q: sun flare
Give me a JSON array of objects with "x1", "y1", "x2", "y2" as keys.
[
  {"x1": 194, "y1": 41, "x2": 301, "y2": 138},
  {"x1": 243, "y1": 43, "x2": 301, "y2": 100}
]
------------------------------------------------------------------------
### YOUR GOAL
Your answer should be every entry above, repeated exactly.

### ANSWER FOR THIS EXERCISE
q: sun flare
Give me a JSON array of objects with "x1", "y1", "x2", "y2" as keys.
[
  {"x1": 194, "y1": 41, "x2": 301, "y2": 138},
  {"x1": 243, "y1": 43, "x2": 301, "y2": 100}
]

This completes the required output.